What to do:
**A.** Write out the Medicare passage word for word, starting with "The current blueprint" and going on through "by that date.".
**B.** According to the Medicare passage, what does the 2012 budget replace the voucher concept with?

Source document:
--- START ---

The 2012 budget replaces the voucher concept with “premium support payments” — once again, modeled on the federal employees system — that the government would pay directly to the insurance plan the enrollee chooses. The seniors wouldn’t get to keep any cash that’s left over for out-of-pocket expenses.
The current blueprint is also substantially different from the one Ryan outlined with Alice Rivlin in November. The big change is that the new plan eliminates reforms that would have saved billions before the new regime begins in 2022. Instead, it tightens cost controls once it’s in place.
Rivlin and Ryan proposed a formula that would have imposed a tight cap on the starting contribution a decade in the future. Here’s how it worked: Take today’s average cost to the government of around $10,000 and allow it to grow at GDP plus one point. That’s far less than current growth of GDP plus two percent or more. So the Rivlin-Ryan plan would have notched large savings over the ten years before the program begins by starting with a premium support payment far smaller than the subsidy Medicare would probably be providing by that date.

--- END ---

Source data:
--- START ---

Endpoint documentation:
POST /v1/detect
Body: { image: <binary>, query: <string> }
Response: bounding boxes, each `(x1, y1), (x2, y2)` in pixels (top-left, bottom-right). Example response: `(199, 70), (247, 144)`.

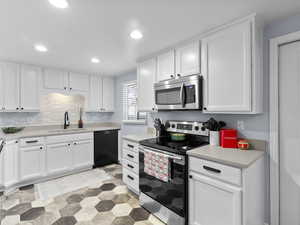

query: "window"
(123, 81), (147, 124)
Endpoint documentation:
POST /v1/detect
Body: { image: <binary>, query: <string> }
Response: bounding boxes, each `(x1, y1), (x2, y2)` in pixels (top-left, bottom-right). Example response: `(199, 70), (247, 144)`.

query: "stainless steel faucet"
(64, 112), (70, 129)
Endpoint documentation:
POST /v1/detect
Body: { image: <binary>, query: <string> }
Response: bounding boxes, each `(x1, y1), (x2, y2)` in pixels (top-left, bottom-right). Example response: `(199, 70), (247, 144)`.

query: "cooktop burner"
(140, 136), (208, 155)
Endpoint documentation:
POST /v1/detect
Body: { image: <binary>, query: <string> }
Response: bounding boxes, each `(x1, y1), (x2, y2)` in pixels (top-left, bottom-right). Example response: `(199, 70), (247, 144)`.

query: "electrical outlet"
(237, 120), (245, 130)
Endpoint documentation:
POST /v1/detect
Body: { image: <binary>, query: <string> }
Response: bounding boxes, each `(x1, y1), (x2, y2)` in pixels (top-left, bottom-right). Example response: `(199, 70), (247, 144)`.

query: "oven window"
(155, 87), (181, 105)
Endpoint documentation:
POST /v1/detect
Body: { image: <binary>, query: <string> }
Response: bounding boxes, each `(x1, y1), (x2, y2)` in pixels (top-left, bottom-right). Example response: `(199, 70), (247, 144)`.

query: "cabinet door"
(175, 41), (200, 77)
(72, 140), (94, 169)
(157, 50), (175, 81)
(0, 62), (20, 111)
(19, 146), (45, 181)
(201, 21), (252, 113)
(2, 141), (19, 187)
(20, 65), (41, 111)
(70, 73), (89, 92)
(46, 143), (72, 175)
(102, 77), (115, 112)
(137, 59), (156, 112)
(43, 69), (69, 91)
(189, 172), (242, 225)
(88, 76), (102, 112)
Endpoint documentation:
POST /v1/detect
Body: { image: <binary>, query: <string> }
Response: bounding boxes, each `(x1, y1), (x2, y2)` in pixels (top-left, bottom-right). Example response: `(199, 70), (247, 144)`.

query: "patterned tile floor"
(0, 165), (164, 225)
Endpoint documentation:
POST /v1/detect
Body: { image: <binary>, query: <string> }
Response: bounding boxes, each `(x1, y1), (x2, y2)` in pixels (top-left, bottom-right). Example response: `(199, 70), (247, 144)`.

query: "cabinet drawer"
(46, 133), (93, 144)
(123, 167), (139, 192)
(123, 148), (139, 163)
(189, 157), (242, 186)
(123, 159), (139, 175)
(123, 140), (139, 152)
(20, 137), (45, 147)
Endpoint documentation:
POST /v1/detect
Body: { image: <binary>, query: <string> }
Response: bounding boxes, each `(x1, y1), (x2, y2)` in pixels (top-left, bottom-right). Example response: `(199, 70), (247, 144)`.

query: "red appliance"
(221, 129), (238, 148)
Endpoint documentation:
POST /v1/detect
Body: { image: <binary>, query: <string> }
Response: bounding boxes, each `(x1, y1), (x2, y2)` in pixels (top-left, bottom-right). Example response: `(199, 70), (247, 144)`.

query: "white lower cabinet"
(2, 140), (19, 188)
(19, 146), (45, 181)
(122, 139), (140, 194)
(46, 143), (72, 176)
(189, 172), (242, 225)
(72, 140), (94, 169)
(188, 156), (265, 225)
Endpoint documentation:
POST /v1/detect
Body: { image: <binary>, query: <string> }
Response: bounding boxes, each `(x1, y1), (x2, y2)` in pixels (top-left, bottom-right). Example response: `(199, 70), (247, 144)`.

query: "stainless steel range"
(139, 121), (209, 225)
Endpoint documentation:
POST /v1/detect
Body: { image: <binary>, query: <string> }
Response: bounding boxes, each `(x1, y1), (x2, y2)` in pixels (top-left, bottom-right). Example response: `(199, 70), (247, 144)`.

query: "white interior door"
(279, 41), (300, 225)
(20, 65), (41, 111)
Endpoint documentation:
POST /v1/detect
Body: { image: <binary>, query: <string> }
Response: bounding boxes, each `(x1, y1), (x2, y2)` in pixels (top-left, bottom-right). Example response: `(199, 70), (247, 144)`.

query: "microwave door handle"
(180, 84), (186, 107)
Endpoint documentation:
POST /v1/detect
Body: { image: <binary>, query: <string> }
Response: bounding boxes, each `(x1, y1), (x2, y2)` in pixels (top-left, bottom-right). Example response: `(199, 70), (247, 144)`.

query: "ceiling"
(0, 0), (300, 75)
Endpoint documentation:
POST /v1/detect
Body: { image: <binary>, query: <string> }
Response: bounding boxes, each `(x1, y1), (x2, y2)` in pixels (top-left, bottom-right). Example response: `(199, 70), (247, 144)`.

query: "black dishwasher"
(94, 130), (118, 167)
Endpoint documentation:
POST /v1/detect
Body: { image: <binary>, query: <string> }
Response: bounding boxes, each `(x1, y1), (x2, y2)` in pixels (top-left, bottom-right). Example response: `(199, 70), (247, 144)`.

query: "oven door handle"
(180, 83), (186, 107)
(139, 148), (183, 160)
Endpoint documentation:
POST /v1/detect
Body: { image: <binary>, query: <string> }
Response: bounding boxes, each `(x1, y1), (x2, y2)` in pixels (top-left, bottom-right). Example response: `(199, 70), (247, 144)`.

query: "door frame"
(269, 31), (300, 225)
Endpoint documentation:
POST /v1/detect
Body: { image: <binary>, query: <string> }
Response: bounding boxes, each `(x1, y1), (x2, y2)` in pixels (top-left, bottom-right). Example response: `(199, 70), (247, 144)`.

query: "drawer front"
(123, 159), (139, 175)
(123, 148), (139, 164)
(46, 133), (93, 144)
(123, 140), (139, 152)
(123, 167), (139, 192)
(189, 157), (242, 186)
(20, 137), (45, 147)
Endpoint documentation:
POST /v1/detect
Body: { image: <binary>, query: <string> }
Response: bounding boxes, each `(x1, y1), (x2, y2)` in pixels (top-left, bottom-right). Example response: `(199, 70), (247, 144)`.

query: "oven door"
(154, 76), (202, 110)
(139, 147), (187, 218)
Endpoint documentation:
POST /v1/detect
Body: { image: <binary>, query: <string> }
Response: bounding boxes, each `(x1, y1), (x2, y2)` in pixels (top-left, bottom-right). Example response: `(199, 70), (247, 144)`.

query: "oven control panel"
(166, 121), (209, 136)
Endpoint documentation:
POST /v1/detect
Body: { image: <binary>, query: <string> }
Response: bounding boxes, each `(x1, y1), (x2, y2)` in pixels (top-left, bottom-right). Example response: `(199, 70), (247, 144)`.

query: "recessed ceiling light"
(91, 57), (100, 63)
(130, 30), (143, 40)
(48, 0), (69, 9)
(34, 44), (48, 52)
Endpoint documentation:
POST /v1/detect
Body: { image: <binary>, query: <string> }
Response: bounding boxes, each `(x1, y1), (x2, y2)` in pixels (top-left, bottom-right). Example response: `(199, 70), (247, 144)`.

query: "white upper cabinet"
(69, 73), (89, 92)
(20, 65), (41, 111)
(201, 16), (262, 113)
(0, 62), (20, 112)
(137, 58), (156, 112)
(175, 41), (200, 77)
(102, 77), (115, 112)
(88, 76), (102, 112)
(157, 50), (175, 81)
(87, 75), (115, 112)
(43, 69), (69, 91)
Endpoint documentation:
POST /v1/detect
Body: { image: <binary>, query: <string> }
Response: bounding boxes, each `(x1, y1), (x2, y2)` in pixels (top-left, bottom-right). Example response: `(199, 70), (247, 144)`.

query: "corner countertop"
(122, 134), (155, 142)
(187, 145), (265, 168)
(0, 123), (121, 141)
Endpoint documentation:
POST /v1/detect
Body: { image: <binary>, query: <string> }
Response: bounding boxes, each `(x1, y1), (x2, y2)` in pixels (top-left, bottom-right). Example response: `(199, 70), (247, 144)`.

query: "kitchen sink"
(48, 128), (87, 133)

--- END ---

Responses to the exercise:
**A.**
The current blueprint is also substantially different from the one Ryan outlined with Alice Rivlin in November. The big change is that the new plan eliminates reforms that would have saved billions before the new regime begins in 2022. Instead, it tightens cost controls once it’s in place.
Rivlin and Ryan proposed a formula that would have imposed a tight cap on the starting contribution a decade in the future. Here’s how it worked: Take today’s average cost to the government of around $10,000 and allow it to grow at GDP plus one point. That’s far less than current growth of GDP plus two percent or more. So the Rivlin-Ryan plan would have notched large savings over the ten years before the program begins by starting with a premium support payment far smaller than the subsidy Medicare would probably be providing by that date.

**B.** Premium support payments.